Task requirements — Set down, without alteration, the lines from the one that contains "Can you find the black backpack?" through the final line of the material below.

Provided records —
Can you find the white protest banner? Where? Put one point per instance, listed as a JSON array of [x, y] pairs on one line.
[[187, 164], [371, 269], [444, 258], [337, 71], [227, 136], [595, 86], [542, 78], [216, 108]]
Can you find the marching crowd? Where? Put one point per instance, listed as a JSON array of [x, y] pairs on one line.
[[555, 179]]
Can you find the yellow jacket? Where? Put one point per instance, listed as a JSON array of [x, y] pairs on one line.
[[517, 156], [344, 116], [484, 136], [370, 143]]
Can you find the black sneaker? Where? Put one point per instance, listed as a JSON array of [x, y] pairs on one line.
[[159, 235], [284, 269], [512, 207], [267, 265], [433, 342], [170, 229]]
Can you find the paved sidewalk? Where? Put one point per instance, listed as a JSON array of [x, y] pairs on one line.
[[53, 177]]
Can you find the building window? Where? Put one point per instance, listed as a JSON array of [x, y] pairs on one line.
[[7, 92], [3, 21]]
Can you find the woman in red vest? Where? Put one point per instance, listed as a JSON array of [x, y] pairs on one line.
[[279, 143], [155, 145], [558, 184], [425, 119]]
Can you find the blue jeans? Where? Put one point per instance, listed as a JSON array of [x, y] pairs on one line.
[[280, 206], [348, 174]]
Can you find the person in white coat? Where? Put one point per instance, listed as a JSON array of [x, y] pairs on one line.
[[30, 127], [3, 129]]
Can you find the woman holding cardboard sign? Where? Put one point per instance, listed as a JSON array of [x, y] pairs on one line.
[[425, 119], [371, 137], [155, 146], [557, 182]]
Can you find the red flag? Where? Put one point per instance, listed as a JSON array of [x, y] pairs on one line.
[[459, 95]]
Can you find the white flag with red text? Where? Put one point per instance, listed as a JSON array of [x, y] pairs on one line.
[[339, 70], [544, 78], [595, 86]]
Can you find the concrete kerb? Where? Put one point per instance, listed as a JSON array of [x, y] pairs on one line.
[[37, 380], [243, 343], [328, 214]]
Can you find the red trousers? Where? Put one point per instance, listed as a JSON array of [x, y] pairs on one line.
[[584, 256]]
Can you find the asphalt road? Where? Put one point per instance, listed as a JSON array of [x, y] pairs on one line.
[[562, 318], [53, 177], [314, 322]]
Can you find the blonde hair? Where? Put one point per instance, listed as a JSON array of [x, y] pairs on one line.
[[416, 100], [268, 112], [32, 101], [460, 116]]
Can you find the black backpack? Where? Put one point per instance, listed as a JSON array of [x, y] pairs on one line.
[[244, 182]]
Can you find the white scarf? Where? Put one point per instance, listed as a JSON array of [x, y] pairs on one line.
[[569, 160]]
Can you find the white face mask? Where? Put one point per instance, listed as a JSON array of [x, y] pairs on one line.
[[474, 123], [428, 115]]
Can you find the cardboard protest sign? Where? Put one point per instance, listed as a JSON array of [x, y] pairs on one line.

Solution to this exercise —
Can you find the black backpack? Where? Put one point per instance, listed as a JSON array of [x, y] pairs on one line.
[[244, 182]]
Can you find the white scarf? Where? Put one point per instance, listed as a JSON array of [x, y] pairs on one line.
[[569, 160]]
Can you find the white face mask? Where? Put one point per instance, listed as a JSON array of [x, y] pairs on one line.
[[474, 123], [428, 115]]
Can you find the cardboard protest sign? Where? Put one point per instance, listed as a JSON array of [x, y] pairs on one line.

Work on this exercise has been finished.